Description of the task >>
Across the data, every line with the word "sign" counts once; state the total alone.
↓
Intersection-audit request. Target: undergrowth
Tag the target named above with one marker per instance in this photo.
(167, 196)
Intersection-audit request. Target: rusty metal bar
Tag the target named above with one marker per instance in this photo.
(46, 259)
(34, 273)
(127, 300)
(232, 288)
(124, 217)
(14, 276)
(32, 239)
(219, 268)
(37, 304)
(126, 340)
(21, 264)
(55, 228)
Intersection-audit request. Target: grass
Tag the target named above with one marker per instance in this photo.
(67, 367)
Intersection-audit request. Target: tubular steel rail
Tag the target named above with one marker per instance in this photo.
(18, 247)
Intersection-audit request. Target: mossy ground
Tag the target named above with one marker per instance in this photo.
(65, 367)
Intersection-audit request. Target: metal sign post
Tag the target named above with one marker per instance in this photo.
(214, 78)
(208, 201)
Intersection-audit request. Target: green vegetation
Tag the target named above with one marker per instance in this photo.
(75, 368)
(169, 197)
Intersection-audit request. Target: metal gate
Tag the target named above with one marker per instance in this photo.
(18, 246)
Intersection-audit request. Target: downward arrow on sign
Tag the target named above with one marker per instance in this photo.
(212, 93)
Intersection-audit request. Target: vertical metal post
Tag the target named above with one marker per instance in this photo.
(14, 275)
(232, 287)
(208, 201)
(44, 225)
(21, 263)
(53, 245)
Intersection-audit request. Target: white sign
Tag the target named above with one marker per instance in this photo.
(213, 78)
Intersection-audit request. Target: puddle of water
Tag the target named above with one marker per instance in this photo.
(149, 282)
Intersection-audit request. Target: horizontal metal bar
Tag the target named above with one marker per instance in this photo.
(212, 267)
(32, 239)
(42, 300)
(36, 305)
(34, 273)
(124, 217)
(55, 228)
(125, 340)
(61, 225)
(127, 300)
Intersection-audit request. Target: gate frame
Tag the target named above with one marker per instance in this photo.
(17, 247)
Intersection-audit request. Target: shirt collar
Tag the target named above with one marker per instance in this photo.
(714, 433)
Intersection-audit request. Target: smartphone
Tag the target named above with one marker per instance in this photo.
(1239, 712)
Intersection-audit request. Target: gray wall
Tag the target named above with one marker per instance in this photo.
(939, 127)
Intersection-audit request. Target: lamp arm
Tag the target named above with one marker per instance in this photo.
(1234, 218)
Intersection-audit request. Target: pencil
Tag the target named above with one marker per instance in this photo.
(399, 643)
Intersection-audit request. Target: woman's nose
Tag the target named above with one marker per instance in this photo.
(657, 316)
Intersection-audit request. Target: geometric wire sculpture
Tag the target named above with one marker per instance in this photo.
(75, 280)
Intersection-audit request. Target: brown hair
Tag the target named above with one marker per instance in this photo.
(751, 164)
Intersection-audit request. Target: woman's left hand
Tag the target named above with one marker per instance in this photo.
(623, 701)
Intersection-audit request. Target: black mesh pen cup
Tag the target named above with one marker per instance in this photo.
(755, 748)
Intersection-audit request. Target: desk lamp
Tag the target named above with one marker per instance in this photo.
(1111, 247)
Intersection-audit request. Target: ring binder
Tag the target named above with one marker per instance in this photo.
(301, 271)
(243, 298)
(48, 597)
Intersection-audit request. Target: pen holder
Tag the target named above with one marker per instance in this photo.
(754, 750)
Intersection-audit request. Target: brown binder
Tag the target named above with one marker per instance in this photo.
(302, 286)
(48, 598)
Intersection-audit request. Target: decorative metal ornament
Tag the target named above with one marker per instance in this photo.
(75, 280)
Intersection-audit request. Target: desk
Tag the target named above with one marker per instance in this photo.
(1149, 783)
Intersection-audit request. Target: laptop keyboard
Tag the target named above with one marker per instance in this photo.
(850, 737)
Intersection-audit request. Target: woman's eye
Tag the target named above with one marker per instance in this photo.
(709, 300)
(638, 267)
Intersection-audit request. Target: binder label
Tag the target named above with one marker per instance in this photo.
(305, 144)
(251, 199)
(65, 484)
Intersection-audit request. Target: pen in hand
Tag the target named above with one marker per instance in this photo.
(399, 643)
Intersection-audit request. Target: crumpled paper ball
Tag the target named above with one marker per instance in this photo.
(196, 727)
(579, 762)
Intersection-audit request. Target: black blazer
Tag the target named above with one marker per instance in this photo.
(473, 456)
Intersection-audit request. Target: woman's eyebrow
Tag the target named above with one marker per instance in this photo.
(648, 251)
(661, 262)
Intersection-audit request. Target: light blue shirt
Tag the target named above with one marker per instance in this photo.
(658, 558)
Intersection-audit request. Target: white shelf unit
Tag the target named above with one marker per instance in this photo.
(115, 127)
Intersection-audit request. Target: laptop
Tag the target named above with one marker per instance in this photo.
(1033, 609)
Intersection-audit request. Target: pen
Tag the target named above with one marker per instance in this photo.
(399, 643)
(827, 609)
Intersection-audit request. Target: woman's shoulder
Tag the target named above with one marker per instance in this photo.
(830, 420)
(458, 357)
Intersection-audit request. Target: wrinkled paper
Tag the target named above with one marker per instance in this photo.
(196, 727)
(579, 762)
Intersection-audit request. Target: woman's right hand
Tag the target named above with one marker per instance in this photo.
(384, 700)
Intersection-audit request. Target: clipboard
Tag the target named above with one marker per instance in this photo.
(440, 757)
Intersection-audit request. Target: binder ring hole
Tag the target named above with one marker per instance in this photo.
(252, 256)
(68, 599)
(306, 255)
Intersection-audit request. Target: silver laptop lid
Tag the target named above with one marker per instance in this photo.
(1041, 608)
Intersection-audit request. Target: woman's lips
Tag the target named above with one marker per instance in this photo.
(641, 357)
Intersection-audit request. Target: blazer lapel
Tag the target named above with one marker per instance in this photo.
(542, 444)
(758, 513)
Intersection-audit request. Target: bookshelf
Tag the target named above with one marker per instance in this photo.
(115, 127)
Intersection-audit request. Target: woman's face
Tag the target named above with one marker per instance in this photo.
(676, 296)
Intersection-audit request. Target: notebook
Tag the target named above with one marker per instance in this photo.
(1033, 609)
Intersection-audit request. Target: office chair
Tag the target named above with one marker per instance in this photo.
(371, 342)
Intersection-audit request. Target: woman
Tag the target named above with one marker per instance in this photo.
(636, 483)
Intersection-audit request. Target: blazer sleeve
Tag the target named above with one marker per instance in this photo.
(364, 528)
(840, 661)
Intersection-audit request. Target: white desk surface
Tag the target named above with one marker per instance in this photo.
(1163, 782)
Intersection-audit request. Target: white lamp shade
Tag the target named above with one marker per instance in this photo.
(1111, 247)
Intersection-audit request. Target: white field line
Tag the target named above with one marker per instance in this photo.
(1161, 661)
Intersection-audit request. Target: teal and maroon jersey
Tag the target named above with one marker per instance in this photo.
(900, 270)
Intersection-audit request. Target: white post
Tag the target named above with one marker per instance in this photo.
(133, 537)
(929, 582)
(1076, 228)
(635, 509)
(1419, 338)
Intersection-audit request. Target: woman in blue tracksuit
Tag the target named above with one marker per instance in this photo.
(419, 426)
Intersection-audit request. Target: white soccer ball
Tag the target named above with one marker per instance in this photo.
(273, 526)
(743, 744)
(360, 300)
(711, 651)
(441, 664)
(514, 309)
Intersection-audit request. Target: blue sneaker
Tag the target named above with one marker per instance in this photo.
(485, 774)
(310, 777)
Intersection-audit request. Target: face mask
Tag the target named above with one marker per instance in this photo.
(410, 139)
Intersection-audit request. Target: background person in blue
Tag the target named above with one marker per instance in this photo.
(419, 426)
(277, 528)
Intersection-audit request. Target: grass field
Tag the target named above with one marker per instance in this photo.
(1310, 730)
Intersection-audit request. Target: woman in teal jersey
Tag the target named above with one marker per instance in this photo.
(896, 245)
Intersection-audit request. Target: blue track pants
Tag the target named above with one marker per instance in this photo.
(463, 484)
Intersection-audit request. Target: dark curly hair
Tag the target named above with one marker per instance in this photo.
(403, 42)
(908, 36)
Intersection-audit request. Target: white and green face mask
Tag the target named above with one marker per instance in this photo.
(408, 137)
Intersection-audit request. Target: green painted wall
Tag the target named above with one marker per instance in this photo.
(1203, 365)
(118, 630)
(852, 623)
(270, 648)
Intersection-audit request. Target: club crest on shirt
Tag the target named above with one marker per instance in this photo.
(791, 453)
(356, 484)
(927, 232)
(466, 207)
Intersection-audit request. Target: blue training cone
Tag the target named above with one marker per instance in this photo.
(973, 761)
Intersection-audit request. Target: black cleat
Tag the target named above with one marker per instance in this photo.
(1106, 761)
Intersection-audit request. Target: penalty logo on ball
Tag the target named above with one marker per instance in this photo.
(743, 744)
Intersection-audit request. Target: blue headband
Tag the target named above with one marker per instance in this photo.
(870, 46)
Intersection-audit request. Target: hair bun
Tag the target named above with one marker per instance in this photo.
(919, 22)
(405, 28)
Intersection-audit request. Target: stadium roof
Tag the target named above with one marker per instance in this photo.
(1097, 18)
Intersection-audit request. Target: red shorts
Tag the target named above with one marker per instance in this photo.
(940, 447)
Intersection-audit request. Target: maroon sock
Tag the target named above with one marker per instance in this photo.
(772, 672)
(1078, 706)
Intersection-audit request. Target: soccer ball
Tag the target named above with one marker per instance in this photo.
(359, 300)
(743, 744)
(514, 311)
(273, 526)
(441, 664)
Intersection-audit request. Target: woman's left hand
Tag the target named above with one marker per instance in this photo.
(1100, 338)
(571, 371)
↑
Task solution >>
3